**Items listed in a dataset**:
>> Begin
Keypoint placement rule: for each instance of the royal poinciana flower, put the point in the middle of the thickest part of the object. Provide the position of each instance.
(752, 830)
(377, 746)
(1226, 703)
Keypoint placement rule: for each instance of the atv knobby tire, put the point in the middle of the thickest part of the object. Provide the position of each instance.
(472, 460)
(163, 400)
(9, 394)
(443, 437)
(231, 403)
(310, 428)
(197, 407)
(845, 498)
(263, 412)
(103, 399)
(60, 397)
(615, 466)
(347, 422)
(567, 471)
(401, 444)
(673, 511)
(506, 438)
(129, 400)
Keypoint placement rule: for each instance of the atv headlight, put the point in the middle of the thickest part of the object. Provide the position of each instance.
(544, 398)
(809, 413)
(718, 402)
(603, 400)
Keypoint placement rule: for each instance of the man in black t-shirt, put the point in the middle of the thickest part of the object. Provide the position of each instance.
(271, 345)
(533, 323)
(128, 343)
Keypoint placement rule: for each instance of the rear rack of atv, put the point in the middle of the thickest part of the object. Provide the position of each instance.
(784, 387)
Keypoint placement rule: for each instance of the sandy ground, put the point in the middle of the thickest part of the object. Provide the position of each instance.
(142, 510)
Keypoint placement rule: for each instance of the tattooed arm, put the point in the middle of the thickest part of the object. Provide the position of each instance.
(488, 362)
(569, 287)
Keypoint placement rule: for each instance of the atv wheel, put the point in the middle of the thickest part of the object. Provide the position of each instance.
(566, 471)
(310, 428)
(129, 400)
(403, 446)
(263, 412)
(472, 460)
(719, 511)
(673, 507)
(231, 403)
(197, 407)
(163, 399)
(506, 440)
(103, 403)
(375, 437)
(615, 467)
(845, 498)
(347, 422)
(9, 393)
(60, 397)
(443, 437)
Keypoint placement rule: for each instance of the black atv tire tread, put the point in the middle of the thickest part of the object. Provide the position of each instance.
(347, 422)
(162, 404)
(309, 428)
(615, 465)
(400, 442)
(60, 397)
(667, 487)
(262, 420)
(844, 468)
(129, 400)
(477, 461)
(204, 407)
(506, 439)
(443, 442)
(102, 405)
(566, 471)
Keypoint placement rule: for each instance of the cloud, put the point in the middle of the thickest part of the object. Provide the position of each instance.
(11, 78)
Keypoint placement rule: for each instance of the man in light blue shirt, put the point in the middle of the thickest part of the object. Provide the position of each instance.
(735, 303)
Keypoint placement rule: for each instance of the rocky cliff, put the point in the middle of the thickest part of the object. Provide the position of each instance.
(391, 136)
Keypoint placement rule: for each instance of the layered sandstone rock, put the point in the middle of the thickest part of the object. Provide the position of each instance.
>> End
**What is required**:
Copy exactly the line containing "Keypoint placement rule: for each instance of the cloud, put" and every line after it, ending with the last line of the records above.

**Exercise answer**:
Keypoint placement rule: for each instance of the cloud, put the point in the middle of the thickest part of the object. Provide the position of each instance.
(11, 78)
Keypoint placement rule: for each instance of the man in light blue shirt, put the point in the middle of the thickest part of the object. Provide the position of each instance.
(735, 303)
Keypoint placement rule: for each instance of the rocky cliff, put the point in the middle of the thickest part of the object. Provide the position of each instance.
(391, 136)
Keypoint placement rule: for each instance of the layered sandstone rock, put the point in the middle of the thickest part of the object. Provide the position of each instance.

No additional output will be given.